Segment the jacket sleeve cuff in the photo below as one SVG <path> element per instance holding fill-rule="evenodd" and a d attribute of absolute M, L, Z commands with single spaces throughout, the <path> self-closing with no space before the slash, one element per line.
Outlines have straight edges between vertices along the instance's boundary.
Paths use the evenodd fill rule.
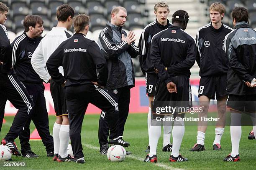
<path fill-rule="evenodd" d="M 168 82 L 171 82 L 172 81 L 172 79 L 171 79 L 170 78 L 168 78 L 164 80 L 164 82 L 166 85 L 168 83 Z"/>

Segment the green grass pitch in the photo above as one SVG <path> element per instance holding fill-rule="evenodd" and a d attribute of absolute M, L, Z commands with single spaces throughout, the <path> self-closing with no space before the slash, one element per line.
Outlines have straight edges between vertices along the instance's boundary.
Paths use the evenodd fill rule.
<path fill-rule="evenodd" d="M 105 155 L 101 155 L 99 152 L 98 127 L 99 115 L 86 115 L 84 120 L 81 134 L 83 152 L 86 160 L 84 164 L 74 162 L 54 162 L 51 158 L 46 157 L 46 152 L 41 141 L 30 142 L 32 150 L 40 156 L 37 159 L 28 159 L 22 157 L 12 157 L 11 162 L 25 162 L 26 165 L 22 167 L 4 167 L 3 161 L 0 162 L 0 170 L 228 170 L 255 169 L 256 160 L 256 141 L 249 140 L 247 135 L 252 127 L 242 127 L 242 133 L 240 146 L 241 161 L 237 162 L 224 162 L 223 159 L 231 152 L 231 141 L 229 127 L 225 128 L 224 134 L 221 140 L 221 151 L 214 151 L 212 142 L 215 137 L 215 127 L 208 126 L 205 136 L 206 150 L 201 152 L 190 152 L 189 150 L 196 142 L 196 126 L 187 126 L 185 128 L 185 134 L 182 143 L 180 153 L 187 158 L 188 162 L 170 162 L 169 152 L 161 151 L 163 138 L 159 139 L 157 148 L 158 163 L 156 164 L 143 162 L 146 153 L 144 152 L 148 143 L 147 117 L 146 114 L 130 114 L 125 125 L 124 139 L 129 141 L 131 145 L 127 150 L 132 154 L 128 155 L 124 161 L 111 162 Z M 8 132 L 13 118 L 6 117 L 6 123 L 3 125 L 1 132 L 1 139 Z M 50 116 L 49 126 L 51 133 L 55 117 Z M 31 125 L 31 132 L 35 129 L 33 123 Z M 16 140 L 20 149 L 18 138 Z"/>

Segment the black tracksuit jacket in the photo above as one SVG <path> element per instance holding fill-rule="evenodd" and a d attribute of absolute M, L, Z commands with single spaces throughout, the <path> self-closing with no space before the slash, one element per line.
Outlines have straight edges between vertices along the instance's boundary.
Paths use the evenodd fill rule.
<path fill-rule="evenodd" d="M 199 75 L 210 77 L 226 75 L 228 60 L 226 56 L 224 40 L 233 29 L 225 24 L 218 30 L 209 23 L 200 28 L 197 34 L 196 61 L 200 68 Z"/>
<path fill-rule="evenodd" d="M 167 84 L 172 77 L 190 77 L 196 50 L 193 38 L 179 27 L 171 25 L 156 34 L 151 42 L 150 57 L 160 80 Z"/>
<path fill-rule="evenodd" d="M 155 21 L 151 22 L 144 28 L 140 38 L 138 47 L 140 49 L 139 58 L 141 68 L 144 75 L 146 72 L 155 72 L 154 67 L 150 59 L 150 45 L 152 37 L 171 25 L 167 20 L 167 25 L 163 25 L 159 24 L 156 19 Z"/>
<path fill-rule="evenodd" d="M 245 82 L 256 78 L 256 31 L 244 22 L 236 23 L 235 28 L 225 41 L 229 61 L 228 94 L 256 95 L 256 88 L 248 87 Z"/>
<path fill-rule="evenodd" d="M 65 87 L 92 84 L 91 81 L 105 86 L 107 83 L 108 66 L 103 52 L 94 41 L 81 33 L 75 34 L 61 43 L 46 65 L 56 82 L 61 85 L 67 80 Z M 65 77 L 59 73 L 59 66 L 63 67 Z"/>
<path fill-rule="evenodd" d="M 31 62 L 33 53 L 42 38 L 42 37 L 31 38 L 24 31 L 12 42 L 13 64 L 18 78 L 23 82 L 43 82 L 43 80 L 33 69 Z"/>

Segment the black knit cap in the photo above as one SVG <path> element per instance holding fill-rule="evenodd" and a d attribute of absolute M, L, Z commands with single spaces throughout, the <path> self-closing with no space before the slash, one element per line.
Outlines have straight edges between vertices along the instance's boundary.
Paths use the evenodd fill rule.
<path fill-rule="evenodd" d="M 189 21 L 189 16 L 187 11 L 184 10 L 179 10 L 176 11 L 172 15 L 172 22 L 187 22 Z"/>

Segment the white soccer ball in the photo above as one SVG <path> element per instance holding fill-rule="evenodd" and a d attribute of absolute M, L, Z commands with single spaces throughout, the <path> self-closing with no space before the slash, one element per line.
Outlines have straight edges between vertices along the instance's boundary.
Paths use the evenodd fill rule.
<path fill-rule="evenodd" d="M 12 158 L 12 151 L 8 146 L 0 145 L 0 160 L 7 160 Z"/>
<path fill-rule="evenodd" d="M 125 160 L 126 155 L 125 149 L 120 145 L 110 146 L 107 152 L 108 159 L 111 162 L 123 161 Z"/>
<path fill-rule="evenodd" d="M 72 150 L 72 146 L 71 146 L 71 144 L 69 144 L 68 145 L 68 148 L 67 150 L 67 152 L 68 154 L 70 155 L 72 157 L 74 158 L 74 154 L 73 153 L 73 150 Z"/>

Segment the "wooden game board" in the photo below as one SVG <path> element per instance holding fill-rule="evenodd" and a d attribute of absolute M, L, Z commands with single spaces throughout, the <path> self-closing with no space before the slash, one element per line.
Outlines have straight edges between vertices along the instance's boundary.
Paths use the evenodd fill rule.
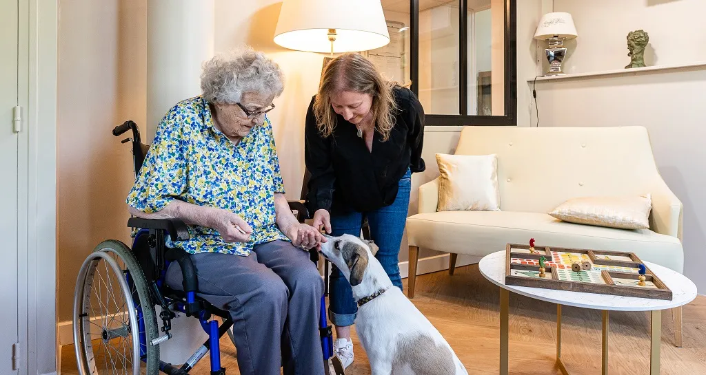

══════

**PROBLEM TO SOLVE**: Rewrite every line of the data above as a numbered list, omitting blank lines and leaving out the pictures.

**RESULT OF THE EXERCISE**:
1. Segment the jacket sleeve cuff in the photo below as one SVG <path> element per instance holding fill-rule="evenodd" and a d attribute of absolute M, L, Z commands with single spaces throughout, the <path> self-closing with no space before the slash, one element per line.
2. Outlines have straight edges between vertices along the instance's boundary.
3. Paths use the evenodd fill rule.
4. <path fill-rule="evenodd" d="M 168 82 L 171 82 L 172 81 L 172 79 L 171 79 L 170 78 L 168 78 L 164 80 L 164 82 L 166 85 L 168 83 Z"/>
5. Segment the green grass pitch in the photo above as one SVG <path> element per instance holding fill-rule="evenodd" and a d attribute of absolute M, L, Z commands with single spaces throughout, the <path> self-closing with no space before the slash, one element per line.
6. Outlines have straight edges between vertices along the instance's boundary.
7. Paths use the evenodd fill rule.
8. <path fill-rule="evenodd" d="M 105 155 L 101 155 L 99 152 L 98 127 L 99 115 L 86 115 L 84 120 L 81 134 L 83 152 L 86 160 L 84 164 L 74 162 L 54 162 L 51 158 L 46 157 L 46 152 L 41 141 L 30 142 L 32 150 L 40 156 L 37 159 L 28 159 L 22 157 L 12 157 L 11 162 L 25 162 L 26 165 L 22 167 L 4 167 L 3 161 L 0 162 L 0 170 L 228 170 L 255 169 L 256 160 L 256 141 L 249 140 L 247 135 L 252 127 L 242 127 L 242 133 L 240 146 L 241 161 L 237 162 L 224 162 L 223 159 L 231 152 L 231 141 L 229 127 L 225 128 L 224 134 L 221 140 L 221 151 L 214 151 L 212 142 L 215 137 L 215 127 L 208 126 L 205 136 L 206 150 L 201 152 L 190 152 L 189 150 L 196 142 L 196 126 L 187 126 L 185 128 L 185 134 L 182 143 L 180 153 L 187 158 L 188 162 L 170 162 L 169 152 L 161 151 L 163 138 L 159 139 L 157 148 L 158 163 L 156 164 L 143 162 L 146 153 L 144 152 L 148 143 L 147 117 L 146 114 L 130 114 L 125 125 L 124 139 L 129 141 L 131 145 L 127 150 L 132 154 L 128 155 L 124 161 L 111 162 Z M 8 132 L 13 118 L 6 117 L 6 123 L 3 125 L 1 132 L 1 139 Z M 50 116 L 49 126 L 51 133 L 55 117 Z M 31 125 L 31 132 L 35 129 L 33 123 Z M 16 140 L 20 149 L 18 138 Z"/>
9. Segment the black tracksuit jacket in the photo above as one SVG <path> element per instance holding fill-rule="evenodd" and a d attribute of absolute M, L, Z commands with single spaces throughout, the <path> self-closing with no space before the slash, one element per line.
10. Outlines have straight edges between vertices along the instance's boundary.
11. Paths use the evenodd fill rule.
12. <path fill-rule="evenodd" d="M 199 75 L 210 77 L 226 75 L 228 60 L 226 56 L 224 40 L 233 29 L 225 24 L 218 30 L 209 23 L 200 28 L 197 34 L 196 61 L 200 68 Z"/>
13. <path fill-rule="evenodd" d="M 167 84 L 172 77 L 190 77 L 196 50 L 193 38 L 179 27 L 171 25 L 156 34 L 151 42 L 150 57 L 160 80 Z"/>
14. <path fill-rule="evenodd" d="M 155 21 L 151 22 L 144 28 L 140 38 L 138 47 L 140 49 L 139 58 L 141 68 L 144 75 L 146 72 L 155 72 L 154 67 L 150 59 L 150 45 L 152 37 L 171 25 L 167 20 L 167 25 L 163 25 L 159 24 L 156 19 Z"/>
15. <path fill-rule="evenodd" d="M 245 82 L 256 78 L 256 31 L 244 22 L 236 23 L 235 28 L 225 41 L 229 61 L 228 94 L 256 95 L 256 88 L 248 87 Z"/>
16. <path fill-rule="evenodd" d="M 65 87 L 92 84 L 91 81 L 105 86 L 107 83 L 108 66 L 103 52 L 94 41 L 81 33 L 75 34 L 61 43 L 46 65 L 56 82 L 61 85 L 67 80 Z M 65 77 L 59 73 L 59 66 L 63 67 Z"/>
17. <path fill-rule="evenodd" d="M 31 62 L 33 53 L 42 38 L 42 37 L 31 38 L 24 31 L 12 42 L 13 64 L 18 78 L 23 82 L 43 82 L 43 80 L 33 69 Z"/>
18. Segment the black knit cap in the photo above as one SVG <path> element per instance holding fill-rule="evenodd" and a d attribute of absolute M, L, Z commands with single spaces throughout, the <path> self-closing with no space before the slash, one element per line.
19. Outlines have straight edges between vertices along the instance's boundary.
20. Paths use the evenodd fill rule.
21. <path fill-rule="evenodd" d="M 189 21 L 189 16 L 187 11 L 184 10 L 179 10 L 176 11 L 172 15 L 172 22 L 187 22 Z"/>
22. Segment the white soccer ball in the photo above as one SVG <path> element per instance holding fill-rule="evenodd" and a d attribute of absolute M, L, Z commands with single spaces throughout, the <path> self-closing with no space before the slash, one element per line.
23. Outlines have straight edges between vertices along the instance's boundary.
24. Paths use the evenodd fill rule.
25. <path fill-rule="evenodd" d="M 12 158 L 12 151 L 8 146 L 0 145 L 0 160 L 7 160 Z"/>
26. <path fill-rule="evenodd" d="M 125 160 L 126 155 L 125 149 L 120 145 L 110 146 L 107 152 L 108 159 L 111 162 L 123 161 Z"/>
27. <path fill-rule="evenodd" d="M 72 150 L 72 146 L 71 146 L 71 144 L 69 144 L 68 145 L 68 148 L 67 150 L 67 152 L 68 154 L 70 155 L 72 157 L 74 158 L 74 154 L 73 153 L 73 150 Z"/>
28. Segment the "wooden game board" in the photo below as one SVG <path> element per instance holding fill-rule="evenodd" and a d attribute of absolute M, L, Z commands with single spaces throughout, the <path> self-closing with no space before the slash, one element per line.
29. Outlines have straight edges between vertices along the instance's boundary.
30. Paths use the evenodd fill rule.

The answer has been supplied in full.